--- Extract ---
START

Higgledy-Piggledy Whale Statements



Digital Osmosis posted:

Zizek is a deep cover Seer mole who's been shockingly successful at infiltration the Council :colbert:

This is probably more accurate except I think he does believe he's doing the good work.
If his real motivation is not thinking he's actually good for the revolution, but ensuring his own financial success, then you're right.

Mors Rattus
Oct 25, 2007

FATAL & Friends
Walls of Text
#1 Builder
2014-2018

Joe Slowboat posted:

This is probably more accurate except I think he does believe he's doing the good work.
If his real motivation is not thinking he's actually good for the revolution, but ensuring his own financial success, then you're right.

I mean, I wouldn’t put it past a seer to actively reshape his own mind and beliefs to be better able to do what must be done.

Loomer
Dec 19, 2007

A Very Special Hell
Zizek is secretly a survivor of the oWoD.

Joe Slowboat
Nov 9, 2016

Higgledy-Piggledy Whale Statements



Mors Rattus posted:

I mean, I wouldn’t put it past a seer to actively reshape his own mind and beliefs to be better able to do what must be done.

See, I think the fundamental self-interest that drives many, though not all, Seers would make this less likely. A Seer always has their eyes on personal promotion, unless they really deeply believe that dying for the Exarchs will grant them access to the Supernal. As such, I imagine most Seers would use Mind magic to make themselves more efficient at being Seers, not sleeper agents - because a sleeper agent doesn't benefit from any of the Seers' resources until they come back to the Ministry, and is more than usually likely to die painfully. Most Seers, but not all, I can't imagine taking that deal long-term, and those who do would be driven by a real hubris - certain that when they get back they'll be rewarded in full.

It's what makes Guardians terrifying to Seers, IMO: Their ideological core is self-sacrifice in a weird, dangerous way, that makes them capable of incredibly self-destructive acts for their Order. Guardians are willing to die for their cause.
As Craig Williamson, real-life Seer of the Throne, makes clear, Seers would rather "make the other man die for his." (Fun fact: Craig Williamson almost disappeared my dad when he was in the ANC, and my dad testified against Williamson during the TRC. I'm having a barbecue when that fascist fucker kicks it).

This is all based on personal preference; I assume most Seers evince the kind of enmeshed self-interest and ideological dedication that produces both cowardice and ambition for the cause. They can and should vary, of course.

Nessus
Dec 22, 2003

After a Speaker vote, you may be entitled to a valuable coupon or voucher!



Joe Slowboat posted:

This is all based on personal preference; I assume most Seers evince the kind of enmeshed self-interest and ideological dedication that produces both cowardice and ambition for the cause. They can and should vary, of course.

END

--- Stated goal 1 ---
Reproduce the records from the line with "vegetation visible in it." to the line with "xmin=0 ymin=164 xmax=32 ymax=224", both included, keeping every line unchanged.

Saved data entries
START

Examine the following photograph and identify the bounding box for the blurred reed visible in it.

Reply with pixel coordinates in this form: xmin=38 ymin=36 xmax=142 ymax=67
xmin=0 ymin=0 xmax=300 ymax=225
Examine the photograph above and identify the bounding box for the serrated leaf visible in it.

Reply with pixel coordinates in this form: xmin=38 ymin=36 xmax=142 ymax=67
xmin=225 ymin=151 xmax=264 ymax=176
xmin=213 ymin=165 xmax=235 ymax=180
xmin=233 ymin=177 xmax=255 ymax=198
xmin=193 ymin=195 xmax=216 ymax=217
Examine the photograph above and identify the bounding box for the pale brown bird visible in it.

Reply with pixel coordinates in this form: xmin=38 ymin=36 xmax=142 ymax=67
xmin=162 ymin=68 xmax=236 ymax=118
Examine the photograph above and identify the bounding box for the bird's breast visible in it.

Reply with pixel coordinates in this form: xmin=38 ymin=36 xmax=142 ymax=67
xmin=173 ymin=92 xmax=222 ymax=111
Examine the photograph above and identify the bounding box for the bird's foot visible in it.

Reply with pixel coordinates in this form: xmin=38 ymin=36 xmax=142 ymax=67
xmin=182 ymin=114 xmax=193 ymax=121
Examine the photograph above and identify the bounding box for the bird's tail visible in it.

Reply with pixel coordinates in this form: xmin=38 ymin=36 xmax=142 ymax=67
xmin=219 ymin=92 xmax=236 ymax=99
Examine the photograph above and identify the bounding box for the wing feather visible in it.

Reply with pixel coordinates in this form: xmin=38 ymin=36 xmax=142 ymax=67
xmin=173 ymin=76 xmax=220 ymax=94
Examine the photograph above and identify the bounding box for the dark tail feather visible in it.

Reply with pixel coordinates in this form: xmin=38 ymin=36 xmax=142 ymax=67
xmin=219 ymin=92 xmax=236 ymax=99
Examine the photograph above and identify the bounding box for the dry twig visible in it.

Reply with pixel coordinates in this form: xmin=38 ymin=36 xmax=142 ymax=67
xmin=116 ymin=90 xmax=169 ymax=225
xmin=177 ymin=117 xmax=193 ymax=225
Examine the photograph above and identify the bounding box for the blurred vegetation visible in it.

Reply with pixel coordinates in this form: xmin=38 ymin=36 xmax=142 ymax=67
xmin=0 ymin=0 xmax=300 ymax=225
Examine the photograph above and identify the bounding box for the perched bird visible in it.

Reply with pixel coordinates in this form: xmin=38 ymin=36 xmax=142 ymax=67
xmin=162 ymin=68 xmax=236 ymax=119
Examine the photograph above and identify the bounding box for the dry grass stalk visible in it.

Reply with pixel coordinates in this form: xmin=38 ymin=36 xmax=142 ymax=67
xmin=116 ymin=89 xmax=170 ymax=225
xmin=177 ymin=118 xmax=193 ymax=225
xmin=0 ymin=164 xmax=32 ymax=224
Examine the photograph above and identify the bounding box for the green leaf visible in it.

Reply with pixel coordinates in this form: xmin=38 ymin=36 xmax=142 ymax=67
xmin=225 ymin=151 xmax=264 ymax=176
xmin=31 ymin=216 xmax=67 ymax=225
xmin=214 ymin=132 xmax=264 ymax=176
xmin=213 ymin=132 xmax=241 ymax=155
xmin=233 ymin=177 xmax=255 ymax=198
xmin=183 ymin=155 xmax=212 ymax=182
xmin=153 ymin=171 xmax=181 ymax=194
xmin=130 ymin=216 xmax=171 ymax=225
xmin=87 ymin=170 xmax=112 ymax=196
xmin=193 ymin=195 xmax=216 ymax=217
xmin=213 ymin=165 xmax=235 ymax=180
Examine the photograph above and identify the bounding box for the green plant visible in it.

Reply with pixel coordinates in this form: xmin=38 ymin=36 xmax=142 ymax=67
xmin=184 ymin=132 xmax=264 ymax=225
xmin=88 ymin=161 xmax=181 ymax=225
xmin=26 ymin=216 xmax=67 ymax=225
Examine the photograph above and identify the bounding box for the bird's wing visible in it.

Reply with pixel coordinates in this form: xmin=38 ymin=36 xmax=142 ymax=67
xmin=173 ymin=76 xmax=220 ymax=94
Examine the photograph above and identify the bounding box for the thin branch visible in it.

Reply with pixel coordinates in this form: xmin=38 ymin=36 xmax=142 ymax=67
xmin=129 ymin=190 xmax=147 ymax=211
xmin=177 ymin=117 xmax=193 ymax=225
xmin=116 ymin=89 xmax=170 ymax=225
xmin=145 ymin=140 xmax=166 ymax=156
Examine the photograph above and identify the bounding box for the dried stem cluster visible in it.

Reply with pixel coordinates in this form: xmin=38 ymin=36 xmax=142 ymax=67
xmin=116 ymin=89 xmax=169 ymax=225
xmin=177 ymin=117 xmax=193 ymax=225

END

--- Stated goal 2 ---
In the forum thread about Seers, why would most Seers use Mind magic to become more efficient Seers instead of sleeper agents? Answer in one to three sentences.

--- Full response 1 ---
Examine the photograph above and identify the bounding box for the blurred vegetation visible in it.

Reply with pixel coordinates in this form: xmin=38 ymin=36 xmax=142 ymax=67
xmin=0 ymin=0 xmax=300 ymax=225
Examine the photograph above and identify the bounding box for the perched bird visible in it.

Reply with pixel coordinates in this form: xmin=38 ymin=36 xmax=142 ymax=67
xmin=162 ymin=68 xmax=236 ymax=119
Examine the photograph above and identify the bounding box for the dry grass stalk visible in it.

Reply with pixel coordinates in this form: xmin=38 ymin=36 xmax=142 ymax=67
xmin=116 ymin=89 xmax=170 ymax=225
xmin=177 ymin=118 xmax=193 ymax=225
xmin=0 ymin=164 xmax=32 ymax=224

--- Full response 2 ---
Most Seers are driven by self-interest and keep their eyes on personal promotion. A sleeper agent gets no benefit from the Seers' resources until returning to the Ministry and is more than usually likely to die painfully, so most Seers would not take that deal long-term.